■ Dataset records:
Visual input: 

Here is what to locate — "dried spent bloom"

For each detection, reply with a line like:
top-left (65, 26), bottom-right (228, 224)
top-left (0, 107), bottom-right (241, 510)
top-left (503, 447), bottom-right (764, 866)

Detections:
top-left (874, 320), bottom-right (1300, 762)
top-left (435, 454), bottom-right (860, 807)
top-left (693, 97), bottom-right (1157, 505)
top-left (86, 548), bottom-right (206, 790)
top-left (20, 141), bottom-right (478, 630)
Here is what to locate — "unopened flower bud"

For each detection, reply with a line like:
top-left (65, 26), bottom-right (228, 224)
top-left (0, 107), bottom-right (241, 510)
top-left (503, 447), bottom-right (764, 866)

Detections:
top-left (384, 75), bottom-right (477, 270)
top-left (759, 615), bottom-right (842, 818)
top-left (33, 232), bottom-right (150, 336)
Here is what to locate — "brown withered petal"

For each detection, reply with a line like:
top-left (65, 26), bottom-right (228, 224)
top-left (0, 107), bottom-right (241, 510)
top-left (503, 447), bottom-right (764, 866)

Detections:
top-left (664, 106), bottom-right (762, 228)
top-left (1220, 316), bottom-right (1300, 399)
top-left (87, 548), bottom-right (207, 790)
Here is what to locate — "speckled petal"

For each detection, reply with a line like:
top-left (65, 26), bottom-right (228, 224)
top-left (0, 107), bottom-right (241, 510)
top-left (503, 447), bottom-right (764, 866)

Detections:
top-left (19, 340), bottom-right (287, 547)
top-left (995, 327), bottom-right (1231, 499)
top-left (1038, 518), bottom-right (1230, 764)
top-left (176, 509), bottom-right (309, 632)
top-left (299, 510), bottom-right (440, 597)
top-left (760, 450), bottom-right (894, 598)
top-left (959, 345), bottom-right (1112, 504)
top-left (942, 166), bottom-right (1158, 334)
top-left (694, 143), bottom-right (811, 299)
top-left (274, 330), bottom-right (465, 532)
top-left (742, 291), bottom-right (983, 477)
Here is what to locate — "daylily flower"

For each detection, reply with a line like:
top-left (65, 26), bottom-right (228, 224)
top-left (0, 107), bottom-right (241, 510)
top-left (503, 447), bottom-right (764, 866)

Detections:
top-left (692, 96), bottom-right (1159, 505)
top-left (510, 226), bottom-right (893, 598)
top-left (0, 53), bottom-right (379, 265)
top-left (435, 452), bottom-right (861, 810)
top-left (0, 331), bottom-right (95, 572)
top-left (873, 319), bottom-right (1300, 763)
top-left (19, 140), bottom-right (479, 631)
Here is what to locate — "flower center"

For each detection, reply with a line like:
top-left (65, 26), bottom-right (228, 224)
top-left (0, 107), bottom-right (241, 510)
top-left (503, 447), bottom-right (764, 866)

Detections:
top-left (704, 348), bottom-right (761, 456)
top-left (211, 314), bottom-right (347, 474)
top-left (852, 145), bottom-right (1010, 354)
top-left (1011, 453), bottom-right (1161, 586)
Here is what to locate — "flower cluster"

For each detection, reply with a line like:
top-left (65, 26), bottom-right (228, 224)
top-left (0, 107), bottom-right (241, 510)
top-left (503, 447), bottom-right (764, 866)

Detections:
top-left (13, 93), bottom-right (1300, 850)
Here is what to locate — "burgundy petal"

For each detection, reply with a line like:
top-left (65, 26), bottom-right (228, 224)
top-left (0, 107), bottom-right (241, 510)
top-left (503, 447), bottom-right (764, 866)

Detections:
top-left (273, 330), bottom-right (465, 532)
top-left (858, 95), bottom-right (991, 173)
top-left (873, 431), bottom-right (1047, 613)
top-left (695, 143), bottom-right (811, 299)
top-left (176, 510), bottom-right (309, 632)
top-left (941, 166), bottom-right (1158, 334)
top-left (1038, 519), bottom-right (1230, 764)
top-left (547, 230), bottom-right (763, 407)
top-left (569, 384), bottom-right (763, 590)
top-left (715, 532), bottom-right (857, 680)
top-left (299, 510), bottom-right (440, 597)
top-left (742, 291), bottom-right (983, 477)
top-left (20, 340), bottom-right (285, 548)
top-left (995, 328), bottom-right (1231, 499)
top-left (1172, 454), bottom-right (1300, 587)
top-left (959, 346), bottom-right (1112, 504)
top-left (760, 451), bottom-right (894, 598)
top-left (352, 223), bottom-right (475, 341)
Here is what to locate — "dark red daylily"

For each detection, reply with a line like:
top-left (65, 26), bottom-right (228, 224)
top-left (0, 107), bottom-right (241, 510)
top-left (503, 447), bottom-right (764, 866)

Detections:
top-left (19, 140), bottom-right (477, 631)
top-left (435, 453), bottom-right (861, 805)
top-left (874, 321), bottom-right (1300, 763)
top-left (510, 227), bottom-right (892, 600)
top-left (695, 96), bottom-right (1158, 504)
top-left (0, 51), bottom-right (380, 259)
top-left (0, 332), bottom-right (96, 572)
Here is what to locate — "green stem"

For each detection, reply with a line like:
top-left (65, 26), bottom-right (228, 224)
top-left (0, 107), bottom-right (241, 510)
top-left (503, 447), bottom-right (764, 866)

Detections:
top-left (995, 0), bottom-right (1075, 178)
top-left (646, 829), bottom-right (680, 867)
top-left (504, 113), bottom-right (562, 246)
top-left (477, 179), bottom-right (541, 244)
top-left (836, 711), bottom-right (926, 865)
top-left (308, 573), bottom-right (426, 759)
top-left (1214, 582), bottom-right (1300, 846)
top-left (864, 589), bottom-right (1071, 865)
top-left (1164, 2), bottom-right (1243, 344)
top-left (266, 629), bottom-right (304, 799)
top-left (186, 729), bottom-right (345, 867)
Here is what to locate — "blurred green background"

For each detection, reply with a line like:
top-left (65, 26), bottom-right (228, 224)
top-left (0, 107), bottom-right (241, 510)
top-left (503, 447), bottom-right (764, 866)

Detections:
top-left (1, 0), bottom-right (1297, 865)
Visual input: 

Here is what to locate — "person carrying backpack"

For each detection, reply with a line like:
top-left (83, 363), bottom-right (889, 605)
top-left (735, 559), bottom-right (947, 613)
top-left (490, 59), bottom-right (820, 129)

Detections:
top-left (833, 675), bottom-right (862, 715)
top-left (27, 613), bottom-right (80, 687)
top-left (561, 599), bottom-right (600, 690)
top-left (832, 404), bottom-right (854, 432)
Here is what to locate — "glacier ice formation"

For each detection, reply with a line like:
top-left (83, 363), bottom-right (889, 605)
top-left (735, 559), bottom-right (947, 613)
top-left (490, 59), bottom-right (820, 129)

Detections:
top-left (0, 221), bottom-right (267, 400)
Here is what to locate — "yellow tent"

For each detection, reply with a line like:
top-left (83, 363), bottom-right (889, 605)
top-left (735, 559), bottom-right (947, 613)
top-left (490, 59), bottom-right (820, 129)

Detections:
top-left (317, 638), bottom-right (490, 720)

■ Instructions for the task: Reproduce all of the entries word for word. Omit nothing.

■ The answer:
Visual input: 

Here is what to locate — "dried spent bloom"

For each detection, reply with a line like:
top-left (65, 26), bottom-right (228, 224)
top-left (0, 107), bottom-right (241, 510)
top-left (503, 447), bottom-right (764, 866)

Detections:
top-left (874, 320), bottom-right (1300, 762)
top-left (435, 454), bottom-right (860, 807)
top-left (693, 97), bottom-right (1157, 505)
top-left (86, 548), bottom-right (206, 790)
top-left (20, 141), bottom-right (478, 630)
Here is what to locate — "unopened flower bud"

For each detection, reply with a line like:
top-left (65, 26), bottom-right (228, 224)
top-left (0, 107), bottom-right (241, 510)
top-left (503, 447), bottom-right (764, 866)

Detections:
top-left (384, 75), bottom-right (477, 270)
top-left (759, 615), bottom-right (842, 818)
top-left (33, 232), bottom-right (150, 336)
Here is what to locate — "brown withered petal"

For each detection, reply with a line like:
top-left (65, 26), bottom-right (228, 224)
top-left (0, 107), bottom-right (241, 510)
top-left (503, 447), bottom-right (764, 866)

Detections:
top-left (664, 106), bottom-right (762, 228)
top-left (1220, 316), bottom-right (1300, 399)
top-left (87, 548), bottom-right (207, 790)
Here is what to locate — "speckled petal"

For each detection, reply with a line like:
top-left (65, 26), bottom-right (228, 224)
top-left (0, 107), bottom-right (241, 510)
top-left (503, 447), bottom-right (764, 866)

Detections:
top-left (19, 340), bottom-right (287, 547)
top-left (995, 327), bottom-right (1231, 499)
top-left (1038, 518), bottom-right (1230, 764)
top-left (176, 509), bottom-right (309, 632)
top-left (299, 510), bottom-right (440, 597)
top-left (760, 450), bottom-right (894, 598)
top-left (959, 345), bottom-right (1112, 504)
top-left (942, 166), bottom-right (1158, 334)
top-left (694, 143), bottom-right (811, 299)
top-left (274, 330), bottom-right (465, 532)
top-left (742, 291), bottom-right (983, 477)
Here is what to locate — "daylily flower"

For each detection, reply with a line like:
top-left (65, 26), bottom-right (228, 224)
top-left (0, 107), bottom-right (241, 510)
top-left (503, 447), bottom-right (764, 866)

Detections:
top-left (692, 96), bottom-right (1159, 505)
top-left (510, 226), bottom-right (893, 598)
top-left (0, 53), bottom-right (379, 265)
top-left (435, 452), bottom-right (861, 810)
top-left (0, 331), bottom-right (95, 572)
top-left (873, 319), bottom-right (1300, 763)
top-left (19, 140), bottom-right (479, 631)
Here is what to locate — "flower center"

For each detection, reply with a line like:
top-left (65, 26), bottom-right (228, 224)
top-left (0, 107), bottom-right (241, 510)
top-left (503, 447), bottom-right (764, 866)

Detections:
top-left (704, 348), bottom-right (761, 456)
top-left (211, 314), bottom-right (347, 474)
top-left (852, 145), bottom-right (1010, 354)
top-left (1011, 453), bottom-right (1161, 586)
Here is what to locate — "flower cluster"

For each detection, reply with a line like:
top-left (65, 26), bottom-right (228, 224)
top-left (0, 107), bottom-right (241, 510)
top-left (503, 447), bottom-right (764, 866)

Detections:
top-left (13, 93), bottom-right (1300, 850)
Here is what to locate — "burgundy petal"

For each detection, reply with a line like:
top-left (65, 26), bottom-right (228, 224)
top-left (0, 107), bottom-right (241, 510)
top-left (503, 447), bottom-right (764, 866)

Detections:
top-left (273, 330), bottom-right (465, 532)
top-left (858, 95), bottom-right (991, 173)
top-left (873, 431), bottom-right (1047, 613)
top-left (695, 143), bottom-right (811, 299)
top-left (176, 510), bottom-right (309, 632)
top-left (941, 166), bottom-right (1158, 334)
top-left (1038, 519), bottom-right (1230, 764)
top-left (547, 230), bottom-right (763, 407)
top-left (569, 384), bottom-right (763, 590)
top-left (715, 532), bottom-right (857, 680)
top-left (299, 510), bottom-right (440, 597)
top-left (742, 291), bottom-right (983, 477)
top-left (20, 340), bottom-right (285, 548)
top-left (995, 328), bottom-right (1231, 499)
top-left (1172, 454), bottom-right (1300, 587)
top-left (959, 346), bottom-right (1112, 504)
top-left (760, 451), bottom-right (894, 598)
top-left (352, 223), bottom-right (475, 341)
Here is what to locate — "dark red daylily"

For each detection, reply with a line like:
top-left (65, 26), bottom-right (228, 224)
top-left (0, 107), bottom-right (241, 510)
top-left (503, 447), bottom-right (764, 866)

Detections:
top-left (19, 140), bottom-right (477, 631)
top-left (435, 453), bottom-right (861, 805)
top-left (874, 321), bottom-right (1300, 763)
top-left (510, 227), bottom-right (892, 600)
top-left (695, 96), bottom-right (1158, 504)
top-left (0, 51), bottom-right (380, 259)
top-left (0, 332), bottom-right (96, 572)
Here is what to locate — "green stem"

For each detection, reply with a line like:
top-left (65, 26), bottom-right (228, 224)
top-left (0, 107), bottom-right (241, 510)
top-left (503, 447), bottom-right (764, 866)

Detections:
top-left (995, 0), bottom-right (1075, 178)
top-left (646, 829), bottom-right (680, 867)
top-left (504, 113), bottom-right (562, 246)
top-left (477, 179), bottom-right (541, 244)
top-left (836, 711), bottom-right (926, 865)
top-left (308, 573), bottom-right (426, 759)
top-left (1214, 582), bottom-right (1300, 846)
top-left (864, 589), bottom-right (1071, 865)
top-left (1164, 2), bottom-right (1243, 344)
top-left (266, 629), bottom-right (304, 799)
top-left (186, 729), bottom-right (345, 867)
Here is what to locate — "blurred green background"

For each detection, reply with a line like:
top-left (65, 26), bottom-right (228, 224)
top-left (0, 107), bottom-right (241, 510)
top-left (503, 447), bottom-right (764, 866)

Detections:
top-left (1, 0), bottom-right (1297, 865)
Visual input: 

Here is what to locate — "person carrying backpack"

For each detection, reply with a line like:
top-left (83, 363), bottom-right (889, 605)
top-left (735, 559), bottom-right (947, 613)
top-left (490, 59), bottom-right (820, 129)

Detections:
top-left (833, 675), bottom-right (862, 715)
top-left (27, 613), bottom-right (80, 687)
top-left (561, 599), bottom-right (600, 690)
top-left (832, 404), bottom-right (854, 432)
Here is what to locate — "glacier ice formation"

For each detection, reply with a line like:
top-left (83, 363), bottom-right (889, 605)
top-left (735, 559), bottom-right (947, 613)
top-left (490, 59), bottom-right (820, 129)

Detections:
top-left (0, 221), bottom-right (267, 400)
Here is what to locate — "yellow tent"

For each detection, reply with a line like:
top-left (83, 363), bottom-right (889, 605)
top-left (735, 559), bottom-right (947, 613)
top-left (490, 59), bottom-right (820, 129)

Detections:
top-left (317, 638), bottom-right (490, 720)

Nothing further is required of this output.